>>>>

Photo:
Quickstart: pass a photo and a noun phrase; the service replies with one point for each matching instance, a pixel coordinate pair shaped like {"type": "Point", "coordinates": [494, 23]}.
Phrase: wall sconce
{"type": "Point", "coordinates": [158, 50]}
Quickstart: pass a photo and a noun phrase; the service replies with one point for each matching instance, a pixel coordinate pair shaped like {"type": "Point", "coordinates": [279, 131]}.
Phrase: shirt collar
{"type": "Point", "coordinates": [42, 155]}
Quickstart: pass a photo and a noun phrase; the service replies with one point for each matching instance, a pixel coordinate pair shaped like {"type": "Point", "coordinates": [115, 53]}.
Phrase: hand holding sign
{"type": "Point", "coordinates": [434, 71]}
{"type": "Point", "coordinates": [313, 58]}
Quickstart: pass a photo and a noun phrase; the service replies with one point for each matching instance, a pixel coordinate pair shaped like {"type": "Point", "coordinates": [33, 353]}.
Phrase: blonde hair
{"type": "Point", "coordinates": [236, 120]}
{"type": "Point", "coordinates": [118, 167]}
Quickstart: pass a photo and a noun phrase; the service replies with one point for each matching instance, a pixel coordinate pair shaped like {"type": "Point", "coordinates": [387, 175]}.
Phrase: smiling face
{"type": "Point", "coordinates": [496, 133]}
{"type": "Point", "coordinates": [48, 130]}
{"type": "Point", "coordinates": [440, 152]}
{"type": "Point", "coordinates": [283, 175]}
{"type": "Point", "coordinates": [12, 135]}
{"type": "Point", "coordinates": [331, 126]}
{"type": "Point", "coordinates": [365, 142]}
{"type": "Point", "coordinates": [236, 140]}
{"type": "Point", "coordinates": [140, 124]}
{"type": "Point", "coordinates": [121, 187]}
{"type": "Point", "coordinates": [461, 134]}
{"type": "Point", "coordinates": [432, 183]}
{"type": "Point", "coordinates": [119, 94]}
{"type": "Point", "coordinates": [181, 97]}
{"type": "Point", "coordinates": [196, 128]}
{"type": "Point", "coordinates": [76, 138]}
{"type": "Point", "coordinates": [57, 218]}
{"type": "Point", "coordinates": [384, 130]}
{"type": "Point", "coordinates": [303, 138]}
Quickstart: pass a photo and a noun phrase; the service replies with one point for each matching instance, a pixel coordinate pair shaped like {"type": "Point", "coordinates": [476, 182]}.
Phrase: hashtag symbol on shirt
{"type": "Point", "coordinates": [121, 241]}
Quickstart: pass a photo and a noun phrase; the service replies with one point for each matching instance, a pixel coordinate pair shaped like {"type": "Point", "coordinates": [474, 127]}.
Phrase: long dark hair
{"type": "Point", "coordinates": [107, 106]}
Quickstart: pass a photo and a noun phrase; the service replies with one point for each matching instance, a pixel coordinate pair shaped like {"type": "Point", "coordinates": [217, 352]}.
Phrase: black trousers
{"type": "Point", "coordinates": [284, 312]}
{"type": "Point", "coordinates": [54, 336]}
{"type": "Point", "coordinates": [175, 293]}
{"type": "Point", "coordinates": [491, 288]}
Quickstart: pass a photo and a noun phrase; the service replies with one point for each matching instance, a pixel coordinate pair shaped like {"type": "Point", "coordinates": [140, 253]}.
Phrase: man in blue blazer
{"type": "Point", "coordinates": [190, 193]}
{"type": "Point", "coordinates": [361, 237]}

<<<<

→ **The request**: Print again each line of the listing above, exactly as it appears.

→ **Complete answer**:
Photo:
Quickstart: pass a photo and a noun phrase; the service replies with one point for each matching instance, a pixel coordinate pair shaped like {"type": "Point", "coordinates": [494, 23]}.
Phrase: wall sconce
{"type": "Point", "coordinates": [158, 50]}
Quickstart: pass a photo and a noun phrase; the service replies with one point for each matching instance, a pixel coordinate pair shaped like {"type": "Point", "coordinates": [279, 131]}.
Phrase: shirt collar
{"type": "Point", "coordinates": [42, 155]}
Quickstart: pass a photo and a noun phrase; the service replies with one point for each matching instance, a pixel coordinate pair shaped like {"type": "Point", "coordinates": [115, 53]}.
Phrase: hand holding sign
{"type": "Point", "coordinates": [434, 71]}
{"type": "Point", "coordinates": [313, 58]}
Quickstart: pass a photo and a noun phrase; the service replies with one point for each matching instance, a pixel coordinate pair shaped like {"type": "Point", "coordinates": [33, 353]}.
Phrase: blonde hair
{"type": "Point", "coordinates": [236, 120]}
{"type": "Point", "coordinates": [118, 167]}
Quickstart: pass a photo and a noun phrase; the service replies with one point for each matching instance, a pixel coordinate pair shaped like {"type": "Point", "coordinates": [387, 175]}.
Phrase: smiling face
{"type": "Point", "coordinates": [496, 133]}
{"type": "Point", "coordinates": [48, 130]}
{"type": "Point", "coordinates": [440, 152]}
{"type": "Point", "coordinates": [283, 175]}
{"type": "Point", "coordinates": [12, 135]}
{"type": "Point", "coordinates": [331, 126]}
{"type": "Point", "coordinates": [365, 142]}
{"type": "Point", "coordinates": [236, 140]}
{"type": "Point", "coordinates": [140, 124]}
{"type": "Point", "coordinates": [121, 187]}
{"type": "Point", "coordinates": [461, 134]}
{"type": "Point", "coordinates": [432, 183]}
{"type": "Point", "coordinates": [119, 94]}
{"type": "Point", "coordinates": [181, 97]}
{"type": "Point", "coordinates": [196, 128]}
{"type": "Point", "coordinates": [76, 138]}
{"type": "Point", "coordinates": [57, 218]}
{"type": "Point", "coordinates": [384, 130]}
{"type": "Point", "coordinates": [303, 138]}
Quickstart: pass a photo and a noun phrase; the service replies with one point for each matching instance, a pixel coordinate pair shaped like {"type": "Point", "coordinates": [476, 182]}.
Phrase: hashtag symbol on shirt
{"type": "Point", "coordinates": [121, 241]}
Quickstart: pass a photo and a noun phrase; the service replies with one point for each matching instance, a pixel coordinate pair shaped like {"type": "Point", "coordinates": [474, 127]}.
Phrase: long dark hair
{"type": "Point", "coordinates": [107, 106]}
Quickstart: pass a photo and a noun phrase; the service replies with one point for each matching instance, a pixel coordinate pair shaped like {"type": "Point", "coordinates": [217, 352]}.
Phrase: black trousers
{"type": "Point", "coordinates": [284, 312]}
{"type": "Point", "coordinates": [54, 336]}
{"type": "Point", "coordinates": [175, 293]}
{"type": "Point", "coordinates": [491, 288]}
Quickstart: pass a photo and a noun phrase; the service replies with one point for each matching instance, a pixel coordinate pair shaped like {"type": "Point", "coordinates": [140, 253]}.
Phrase: man in blue blazer
{"type": "Point", "coordinates": [190, 193]}
{"type": "Point", "coordinates": [361, 237]}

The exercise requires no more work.